*What you need to do:* Entries follow. Set all of them down as they stand.
[start Given records]
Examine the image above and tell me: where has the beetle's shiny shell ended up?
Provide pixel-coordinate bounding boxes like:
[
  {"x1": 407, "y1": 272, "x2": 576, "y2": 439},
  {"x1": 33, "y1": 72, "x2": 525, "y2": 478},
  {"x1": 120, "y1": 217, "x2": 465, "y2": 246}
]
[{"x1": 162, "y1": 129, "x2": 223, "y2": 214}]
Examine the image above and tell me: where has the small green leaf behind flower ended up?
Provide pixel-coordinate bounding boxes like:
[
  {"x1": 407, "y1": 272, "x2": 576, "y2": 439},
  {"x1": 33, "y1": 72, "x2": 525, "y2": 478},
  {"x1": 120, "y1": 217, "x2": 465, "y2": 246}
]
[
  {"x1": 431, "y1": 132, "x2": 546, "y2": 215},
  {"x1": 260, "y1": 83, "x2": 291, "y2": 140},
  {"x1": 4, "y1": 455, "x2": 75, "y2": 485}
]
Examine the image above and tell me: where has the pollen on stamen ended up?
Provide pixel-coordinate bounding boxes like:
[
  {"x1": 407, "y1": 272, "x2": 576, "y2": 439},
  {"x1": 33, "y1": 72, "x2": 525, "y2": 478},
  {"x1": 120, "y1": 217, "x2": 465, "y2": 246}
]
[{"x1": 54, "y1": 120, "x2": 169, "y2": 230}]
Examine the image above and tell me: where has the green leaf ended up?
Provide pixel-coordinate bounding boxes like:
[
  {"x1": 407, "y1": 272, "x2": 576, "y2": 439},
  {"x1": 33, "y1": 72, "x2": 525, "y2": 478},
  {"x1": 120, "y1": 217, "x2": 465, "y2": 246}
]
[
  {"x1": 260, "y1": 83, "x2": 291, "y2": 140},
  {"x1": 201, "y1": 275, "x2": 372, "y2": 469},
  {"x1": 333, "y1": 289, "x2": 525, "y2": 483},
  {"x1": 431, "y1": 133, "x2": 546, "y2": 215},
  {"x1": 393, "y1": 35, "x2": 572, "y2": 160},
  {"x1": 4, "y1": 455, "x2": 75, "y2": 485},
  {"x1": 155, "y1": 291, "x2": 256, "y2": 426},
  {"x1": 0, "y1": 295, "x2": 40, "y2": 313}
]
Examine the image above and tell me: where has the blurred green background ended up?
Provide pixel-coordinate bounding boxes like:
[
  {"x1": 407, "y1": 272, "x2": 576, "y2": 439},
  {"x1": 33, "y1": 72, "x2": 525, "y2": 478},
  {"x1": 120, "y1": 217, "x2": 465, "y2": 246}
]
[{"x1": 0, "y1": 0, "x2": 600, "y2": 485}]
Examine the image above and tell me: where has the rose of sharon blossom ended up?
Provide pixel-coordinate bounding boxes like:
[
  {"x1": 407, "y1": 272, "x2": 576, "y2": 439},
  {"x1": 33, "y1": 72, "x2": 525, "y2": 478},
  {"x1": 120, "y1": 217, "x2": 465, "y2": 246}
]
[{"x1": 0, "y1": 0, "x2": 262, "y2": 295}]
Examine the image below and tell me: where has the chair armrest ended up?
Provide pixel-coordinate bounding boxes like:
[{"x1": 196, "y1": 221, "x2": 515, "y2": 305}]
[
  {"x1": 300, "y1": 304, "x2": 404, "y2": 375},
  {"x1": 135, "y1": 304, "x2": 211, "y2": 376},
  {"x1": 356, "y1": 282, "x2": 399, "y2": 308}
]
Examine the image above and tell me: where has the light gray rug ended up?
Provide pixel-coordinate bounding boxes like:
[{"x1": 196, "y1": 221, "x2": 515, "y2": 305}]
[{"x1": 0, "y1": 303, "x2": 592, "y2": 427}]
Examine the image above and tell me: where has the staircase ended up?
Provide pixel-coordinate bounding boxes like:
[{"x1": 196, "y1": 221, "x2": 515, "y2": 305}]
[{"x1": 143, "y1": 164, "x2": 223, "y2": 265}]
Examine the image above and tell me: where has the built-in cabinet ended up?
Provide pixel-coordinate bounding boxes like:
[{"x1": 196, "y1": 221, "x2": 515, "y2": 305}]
[end Given records]
*Full output:*
Examine the image above and tell me: where has the beetle's shiny shell ended up?
Provide pixel-coordinate bounding boxes like:
[
  {"x1": 407, "y1": 272, "x2": 576, "y2": 439},
  {"x1": 33, "y1": 72, "x2": 525, "y2": 478},
  {"x1": 120, "y1": 217, "x2": 465, "y2": 246}
]
[{"x1": 162, "y1": 129, "x2": 223, "y2": 214}]
Examine the image above and tell me: where has the small green leaf behind flower ended up?
Provide pixel-coordinate bounding boxes like:
[
  {"x1": 407, "y1": 272, "x2": 576, "y2": 439},
  {"x1": 33, "y1": 72, "x2": 525, "y2": 478},
  {"x1": 120, "y1": 217, "x2": 465, "y2": 246}
]
[
  {"x1": 431, "y1": 132, "x2": 546, "y2": 215},
  {"x1": 260, "y1": 83, "x2": 291, "y2": 140},
  {"x1": 4, "y1": 455, "x2": 75, "y2": 485}
]
Examine the image above and tell me: where has the pollen on stamen ended up?
Provide pixel-coordinate bounding boxes like:
[
  {"x1": 407, "y1": 272, "x2": 576, "y2": 439},
  {"x1": 33, "y1": 72, "x2": 525, "y2": 478},
  {"x1": 120, "y1": 217, "x2": 465, "y2": 246}
]
[{"x1": 54, "y1": 120, "x2": 169, "y2": 230}]
Examine the image above and tell me: where has the green leaf ended up?
Provide pixel-coordinate bounding boxes like:
[
  {"x1": 407, "y1": 272, "x2": 576, "y2": 439},
  {"x1": 33, "y1": 72, "x2": 525, "y2": 478},
  {"x1": 120, "y1": 217, "x2": 465, "y2": 246}
]
[
  {"x1": 260, "y1": 83, "x2": 291, "y2": 140},
  {"x1": 201, "y1": 275, "x2": 372, "y2": 469},
  {"x1": 333, "y1": 289, "x2": 525, "y2": 483},
  {"x1": 431, "y1": 133, "x2": 546, "y2": 215},
  {"x1": 393, "y1": 35, "x2": 572, "y2": 160},
  {"x1": 4, "y1": 455, "x2": 75, "y2": 485},
  {"x1": 155, "y1": 291, "x2": 256, "y2": 426},
  {"x1": 0, "y1": 295, "x2": 40, "y2": 313}
]
Examine the image above and tell me: where has the blurred green background ended up?
Provide pixel-coordinate bounding boxes like:
[
  {"x1": 407, "y1": 272, "x2": 576, "y2": 439},
  {"x1": 33, "y1": 72, "x2": 525, "y2": 478},
  {"x1": 120, "y1": 217, "x2": 465, "y2": 246}
]
[{"x1": 0, "y1": 0, "x2": 600, "y2": 485}]
Examine the image above and tell me: where has the rose of sharon blossom ended up?
Provide pixel-coordinate bounding boxes like:
[
  {"x1": 407, "y1": 272, "x2": 576, "y2": 439},
  {"x1": 33, "y1": 72, "x2": 525, "y2": 478},
  {"x1": 120, "y1": 217, "x2": 465, "y2": 246}
]
[{"x1": 0, "y1": 0, "x2": 262, "y2": 295}]
Examine the image below and tell me: where has the chair armrest ended up?
Provide pixel-coordinate bounding boxes like:
[{"x1": 196, "y1": 221, "x2": 515, "y2": 305}]
[
  {"x1": 300, "y1": 304, "x2": 404, "y2": 375},
  {"x1": 135, "y1": 304, "x2": 211, "y2": 376},
  {"x1": 356, "y1": 282, "x2": 399, "y2": 308}
]
Examine the image above and tell me: where has the light gray rug ended up?
Provide pixel-coordinate bounding boxes like:
[{"x1": 196, "y1": 221, "x2": 515, "y2": 305}]
[{"x1": 0, "y1": 303, "x2": 592, "y2": 427}]
Examine the image above and tell me: where has the staircase ended up?
Provide pixel-coordinate bounding boxes like:
[{"x1": 196, "y1": 221, "x2": 515, "y2": 305}]
[{"x1": 143, "y1": 164, "x2": 223, "y2": 265}]
Examine the image above and tell me: where has the built-in cabinet ended up?
Provide pixel-coordinate bounding boxes like:
[{"x1": 196, "y1": 221, "x2": 515, "y2": 305}]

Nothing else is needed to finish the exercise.